MSJ's Lauren Hill presented with HCAC Inspiration Award - Cincinnati News, Weather, Sports from FOX19 NOW-WXIX

MSJ's Lauren Hill presented with HCAC Inspiration Award

Over 100 HCAC women's basketball players and coaches were in attendance as Lauren was presented with the HCAC Inspiration Award by Commissioner Chris Ragsdale (Photo: Facebook/HCAC) Over 100 HCAC women's basketball players and coaches were in attendance as Lauren was presented with the HCAC Inspiration Award by Commissioner Chris Ragsdale (Photo: Facebook/HCAC)
CINCINNATI, OH (FOX19) -  Mount St. Joseph's Lauren Hill was presented with the Heartland Collegiate Athletic Conference's Inspiration Award after her emotional debut at the Cintas Center Sunday.

Following the victory against Hiram College, over 100 HCAC women's basketball players and coaches were in attendance as Lauren was presented with the HCAC Inspiration Award by Commissioner Chris Ragsdale.
--------------------------------------------------
WHAT YOU WILL DO:
1: Do these statements agree with the article about Lauren Hill: (a) Commissioner Chris Ragsdale presented the award; (b) the debut at the Cintas Center took place on a Saturday; (c) fewer than 50 players and coaches attended the presentation? Answer yes or no for each, quoting the deciding words.
2: Which schools, athletic conferences, and venues does the article about Lauren Hill name after its photo caption?
3: How would you sum up the article about Lauren Hill in two sentences?
The data that comes next is separate material, unrelated to the article about Lauren Hill.
--------------------------------------------------
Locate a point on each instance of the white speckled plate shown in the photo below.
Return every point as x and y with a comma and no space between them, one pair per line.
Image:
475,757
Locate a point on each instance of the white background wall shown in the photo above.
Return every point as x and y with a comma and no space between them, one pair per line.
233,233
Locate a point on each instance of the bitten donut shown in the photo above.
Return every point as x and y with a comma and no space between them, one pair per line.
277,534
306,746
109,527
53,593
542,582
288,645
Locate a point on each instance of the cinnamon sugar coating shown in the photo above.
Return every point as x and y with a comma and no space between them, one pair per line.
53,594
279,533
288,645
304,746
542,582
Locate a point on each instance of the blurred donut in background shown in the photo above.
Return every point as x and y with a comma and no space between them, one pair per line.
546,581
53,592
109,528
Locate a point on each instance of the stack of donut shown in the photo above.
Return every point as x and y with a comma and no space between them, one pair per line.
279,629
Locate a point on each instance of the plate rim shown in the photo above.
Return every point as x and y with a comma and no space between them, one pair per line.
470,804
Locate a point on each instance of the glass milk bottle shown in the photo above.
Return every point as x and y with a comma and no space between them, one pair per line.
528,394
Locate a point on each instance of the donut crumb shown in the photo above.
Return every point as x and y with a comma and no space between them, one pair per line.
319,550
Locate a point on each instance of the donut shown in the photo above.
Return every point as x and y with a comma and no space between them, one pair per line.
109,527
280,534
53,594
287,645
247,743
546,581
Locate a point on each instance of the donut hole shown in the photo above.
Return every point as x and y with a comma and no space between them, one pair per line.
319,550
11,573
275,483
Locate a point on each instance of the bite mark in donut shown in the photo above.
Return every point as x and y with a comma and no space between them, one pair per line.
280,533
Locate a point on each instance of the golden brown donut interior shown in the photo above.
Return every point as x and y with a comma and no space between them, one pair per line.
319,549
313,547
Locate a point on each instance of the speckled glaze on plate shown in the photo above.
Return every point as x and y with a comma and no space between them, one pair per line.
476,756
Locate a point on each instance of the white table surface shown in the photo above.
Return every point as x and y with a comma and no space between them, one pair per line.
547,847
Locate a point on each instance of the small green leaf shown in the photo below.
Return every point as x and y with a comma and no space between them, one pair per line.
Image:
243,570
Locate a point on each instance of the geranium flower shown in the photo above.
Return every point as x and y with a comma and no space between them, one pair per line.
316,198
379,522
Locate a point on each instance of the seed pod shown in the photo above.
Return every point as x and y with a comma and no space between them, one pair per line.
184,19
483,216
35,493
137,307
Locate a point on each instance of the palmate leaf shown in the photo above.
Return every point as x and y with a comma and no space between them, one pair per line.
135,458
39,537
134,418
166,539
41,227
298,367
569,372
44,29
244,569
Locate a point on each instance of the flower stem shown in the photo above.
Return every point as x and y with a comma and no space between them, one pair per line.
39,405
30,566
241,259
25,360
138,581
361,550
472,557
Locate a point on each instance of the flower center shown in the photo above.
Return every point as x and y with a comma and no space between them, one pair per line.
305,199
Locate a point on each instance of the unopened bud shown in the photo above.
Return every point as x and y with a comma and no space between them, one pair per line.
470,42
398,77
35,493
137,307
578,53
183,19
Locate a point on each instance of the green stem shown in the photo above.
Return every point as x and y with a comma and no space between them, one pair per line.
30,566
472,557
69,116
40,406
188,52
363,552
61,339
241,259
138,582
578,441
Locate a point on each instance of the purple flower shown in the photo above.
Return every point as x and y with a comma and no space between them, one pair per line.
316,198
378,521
--------------------------------------------------
ANSWERS TO THE EXERCISES:
1:
(a) Yes: "presented with the HCAC Inspiration Award by Commissioner Chris Ragsdale"
(b) No: "her emotional debut at the Cintas Center Sunday"
(c) No: "over 100 HCAC women's basketball players and coaches were in attendance"

2: Mount St. Joseph, the Heartland Collegiate Athletic Conference (HCAC), the Cintas Center, and Hiram College.

3: Mount St. Joseph's Lauren Hill received the Heartland Collegiate Athletic Conference's Inspiration Award after her emotional debut at the Cintas Center on Sunday. After the victory against Hiram College, Commissioner Chris Ragsdale presented the award with over 100 HCAC women's basketball players and coaches in attendance.